READING PASSAGE |
FAQ
I want to stream data from logs into the HDFS in production but I do NOT
want my production machine to be apart of the computation cluster. The
reason I want to do it in this way is to take advantage of HDFS without
putting computation load on my production machine. Is this possible*?*
Furthermore, is this unnecessary because the computation would not put a
significant load on my production box (obviously depends on the map/reduce
implementation but I'm asking in general)*?*

I should note that our prod machine hosts our core web application and
database (saving up for another box :-).

Thanks,
Shahab

Search Discussions

  • Edward Capriolo at Oct 31, 2008 at 6:52 pm
    Shahab,

    This can be done.
    If you client speaks java you can connect to hadoop and write as a stream.

    If you client does not have java. The thrift api will generate stubs
    in a variety of languages

    Thrift API: http://wiki.apache.org/hadoop/HDFS-APIs

    Shameless plug -- If you just want to stream data I created a simple
    socket server-
    http://www.jointhegrid.com/jtgweb/lhadoopserver/index.jsp

    So you do not have to be part of the cluster to write to it.
  • Shahab mehmandoust at Oct 31, 2008 at 6:58 pm
    Definitely speaking java.... Do you think I'm being paranoid about the
    possible load?

    Shahab
    On Fri, Oct 31, 2008 at 11:52 AM, Edward Capriolo wrote:

    Shahab,

    This can be done.
    If you client speaks java you can connect to hadoop and write as a stream.

TASK DIRECTIONS | Reproduce the entire forum thread above on streaming log data into HDFS, word for word and from start to finish.

DATA SEGMENT |
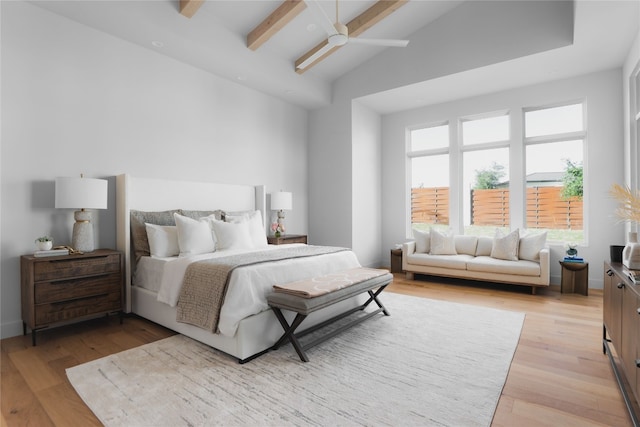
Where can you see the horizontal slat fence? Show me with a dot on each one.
(545, 207)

RESULT FOR THIS TASK |
FAQ
I want to stream data from logs into the HDFS in production but I do NOT
want my production machine to be apart of the computation cluster. The
reason I want to do it in this way is to take advantage of HDFS without
putting computation load on my production machine. Is this possible*?*
Furthermore, is this unnecessary because the computation would not put a
significant load on my production box (obviously depends on the map/reduce
implementation but I'm asking in general)*?*

I should note that our prod machine hosts our core web application and
database (saving up for another box :-).

Thanks,
Shahab

Search Discussions

  • Edward Capriolo at Oct 31, 2008 at 6:52 pm
    Shahab,

    This can be done.
    If you client speaks java you can connect to hadoop and write as a stream.

    If you client does not have java. The thrift api will generate stubs
    in a variety of languages

    Thrift API: http://wiki.apache.org/hadoop/HDFS-APIs

    Shameless plug -- If you just want to stream data I created a simple
    socket server-
    http://www.jointhegrid.com/jtgweb/lhadoopserver/index.jsp

    So you do not have to be part of the cluster to write to it.
  • Shahab mehmandoust at Oct 31, 2008 at 6:58 pm
    Definitely speaking java.... Do you think I'm being paranoid about the
    possible load?

    Shahab
    On Fri, Oct 31, 2008 at 11:52 AM, Edward Capriolo wrote:

    Shahab,

    This can be done.
    If you client speaks java you can connect to hadoop and write as a stream.